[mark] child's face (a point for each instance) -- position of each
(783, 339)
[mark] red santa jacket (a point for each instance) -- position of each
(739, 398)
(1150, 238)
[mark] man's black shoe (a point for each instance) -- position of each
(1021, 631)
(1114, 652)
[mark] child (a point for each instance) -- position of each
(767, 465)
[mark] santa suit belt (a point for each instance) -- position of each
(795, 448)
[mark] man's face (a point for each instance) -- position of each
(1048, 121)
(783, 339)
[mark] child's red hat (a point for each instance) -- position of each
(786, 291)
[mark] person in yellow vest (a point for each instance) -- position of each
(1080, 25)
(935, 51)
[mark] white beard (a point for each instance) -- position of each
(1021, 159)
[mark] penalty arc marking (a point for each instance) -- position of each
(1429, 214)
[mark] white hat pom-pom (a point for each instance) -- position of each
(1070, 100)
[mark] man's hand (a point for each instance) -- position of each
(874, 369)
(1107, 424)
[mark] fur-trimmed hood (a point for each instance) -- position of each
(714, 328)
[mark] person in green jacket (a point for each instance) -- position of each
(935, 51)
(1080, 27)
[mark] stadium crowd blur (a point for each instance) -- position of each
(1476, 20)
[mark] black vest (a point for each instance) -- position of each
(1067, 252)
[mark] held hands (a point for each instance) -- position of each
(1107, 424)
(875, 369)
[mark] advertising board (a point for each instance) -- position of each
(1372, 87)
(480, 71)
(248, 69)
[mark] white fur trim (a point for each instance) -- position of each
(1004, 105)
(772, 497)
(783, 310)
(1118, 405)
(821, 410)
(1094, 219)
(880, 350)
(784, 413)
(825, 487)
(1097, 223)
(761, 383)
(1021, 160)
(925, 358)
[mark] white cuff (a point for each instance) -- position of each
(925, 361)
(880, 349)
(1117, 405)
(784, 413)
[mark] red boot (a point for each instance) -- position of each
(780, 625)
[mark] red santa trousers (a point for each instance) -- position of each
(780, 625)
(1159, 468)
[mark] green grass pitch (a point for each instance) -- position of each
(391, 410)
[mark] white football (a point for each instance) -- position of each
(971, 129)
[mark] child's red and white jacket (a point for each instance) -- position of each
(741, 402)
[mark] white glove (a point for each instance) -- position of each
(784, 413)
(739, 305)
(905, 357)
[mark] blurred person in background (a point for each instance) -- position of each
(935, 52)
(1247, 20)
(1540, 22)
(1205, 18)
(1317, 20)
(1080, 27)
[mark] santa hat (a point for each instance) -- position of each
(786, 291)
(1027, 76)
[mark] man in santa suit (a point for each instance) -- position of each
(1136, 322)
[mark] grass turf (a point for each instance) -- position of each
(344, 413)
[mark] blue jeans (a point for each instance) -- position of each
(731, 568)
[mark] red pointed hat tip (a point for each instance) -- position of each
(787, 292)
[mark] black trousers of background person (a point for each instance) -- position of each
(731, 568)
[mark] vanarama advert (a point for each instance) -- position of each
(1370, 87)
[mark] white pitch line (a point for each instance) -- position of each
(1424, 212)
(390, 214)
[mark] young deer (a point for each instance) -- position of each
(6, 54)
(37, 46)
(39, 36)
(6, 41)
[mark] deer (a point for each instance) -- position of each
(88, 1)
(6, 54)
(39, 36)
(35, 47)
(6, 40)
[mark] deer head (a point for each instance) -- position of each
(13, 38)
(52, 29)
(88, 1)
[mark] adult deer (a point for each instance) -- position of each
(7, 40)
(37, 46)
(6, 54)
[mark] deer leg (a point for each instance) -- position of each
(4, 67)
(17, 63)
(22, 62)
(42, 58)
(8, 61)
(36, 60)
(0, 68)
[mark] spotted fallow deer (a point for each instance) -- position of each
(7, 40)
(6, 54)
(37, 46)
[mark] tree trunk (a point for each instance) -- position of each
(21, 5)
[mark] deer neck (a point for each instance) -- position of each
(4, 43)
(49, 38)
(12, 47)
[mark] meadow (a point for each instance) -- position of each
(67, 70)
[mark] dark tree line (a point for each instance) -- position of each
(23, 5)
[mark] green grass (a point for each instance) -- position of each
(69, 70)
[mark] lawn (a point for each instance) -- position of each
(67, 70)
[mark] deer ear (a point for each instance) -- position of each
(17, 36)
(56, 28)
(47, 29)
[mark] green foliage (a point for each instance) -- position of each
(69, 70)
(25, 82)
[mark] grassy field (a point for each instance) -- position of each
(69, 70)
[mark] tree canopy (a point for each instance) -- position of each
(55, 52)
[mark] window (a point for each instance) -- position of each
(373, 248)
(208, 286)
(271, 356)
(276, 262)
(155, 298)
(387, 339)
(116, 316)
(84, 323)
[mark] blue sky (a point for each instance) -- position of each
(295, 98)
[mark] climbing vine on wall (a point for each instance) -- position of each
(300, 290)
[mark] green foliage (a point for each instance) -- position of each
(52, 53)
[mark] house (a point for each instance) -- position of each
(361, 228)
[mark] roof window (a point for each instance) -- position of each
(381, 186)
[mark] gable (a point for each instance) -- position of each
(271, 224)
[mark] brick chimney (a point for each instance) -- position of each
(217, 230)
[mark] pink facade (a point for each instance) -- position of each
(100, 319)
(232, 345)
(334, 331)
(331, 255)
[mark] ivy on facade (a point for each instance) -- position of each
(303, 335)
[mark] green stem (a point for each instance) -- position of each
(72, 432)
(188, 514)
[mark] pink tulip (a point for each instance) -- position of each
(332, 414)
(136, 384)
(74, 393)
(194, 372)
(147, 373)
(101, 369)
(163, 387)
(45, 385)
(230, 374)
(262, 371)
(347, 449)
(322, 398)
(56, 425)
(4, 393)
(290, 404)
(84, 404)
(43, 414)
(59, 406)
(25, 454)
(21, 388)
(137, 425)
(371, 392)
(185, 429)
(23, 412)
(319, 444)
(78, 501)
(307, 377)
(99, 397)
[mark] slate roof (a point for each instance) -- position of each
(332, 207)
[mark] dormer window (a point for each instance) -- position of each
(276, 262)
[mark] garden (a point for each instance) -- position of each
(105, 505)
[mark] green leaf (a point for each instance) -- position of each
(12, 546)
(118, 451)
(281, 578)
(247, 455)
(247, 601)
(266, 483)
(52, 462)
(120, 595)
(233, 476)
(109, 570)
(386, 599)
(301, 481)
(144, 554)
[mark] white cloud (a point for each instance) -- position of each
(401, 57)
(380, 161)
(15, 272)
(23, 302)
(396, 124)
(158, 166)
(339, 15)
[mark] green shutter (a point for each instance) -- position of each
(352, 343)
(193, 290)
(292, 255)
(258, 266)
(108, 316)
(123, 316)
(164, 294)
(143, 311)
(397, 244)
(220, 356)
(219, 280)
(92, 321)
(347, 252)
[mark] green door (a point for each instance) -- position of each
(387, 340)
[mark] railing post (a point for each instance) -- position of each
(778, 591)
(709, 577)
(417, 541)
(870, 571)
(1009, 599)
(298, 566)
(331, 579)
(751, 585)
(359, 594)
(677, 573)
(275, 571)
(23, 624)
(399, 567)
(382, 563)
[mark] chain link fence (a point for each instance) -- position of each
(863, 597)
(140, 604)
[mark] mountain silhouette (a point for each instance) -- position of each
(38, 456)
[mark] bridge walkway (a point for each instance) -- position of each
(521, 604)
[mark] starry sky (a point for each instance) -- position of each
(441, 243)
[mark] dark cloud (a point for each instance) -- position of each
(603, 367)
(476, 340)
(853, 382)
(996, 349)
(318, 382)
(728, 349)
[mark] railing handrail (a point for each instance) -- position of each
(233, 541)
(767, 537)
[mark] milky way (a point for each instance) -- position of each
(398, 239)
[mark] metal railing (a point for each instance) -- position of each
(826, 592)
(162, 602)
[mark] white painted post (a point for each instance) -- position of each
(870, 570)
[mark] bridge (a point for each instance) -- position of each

::::

**WHAT THE TASK ASKS**
Return exactly the lines from the one containing "[mark] starry sky" to the last line of the data, and nothing more.

**RESULT OF THIS TASK**
[mark] starry sky (a point for each instance) -- position of each
(441, 243)
[mark] dark cloud (a point for each instance) -- position of each
(603, 367)
(476, 340)
(853, 382)
(996, 349)
(318, 382)
(728, 349)
[mark] railing handrail (a point for each instance) -- position of each
(233, 541)
(767, 537)
[mark] milky way (a point for each instance) -- position of each
(398, 239)
[mark] metal railing (a point for each instance) -- position of each
(826, 592)
(162, 602)
[mark] white painted post (a point for each instance) -- position of each
(870, 570)
[mark] bridge (a point for each instance) -- position of each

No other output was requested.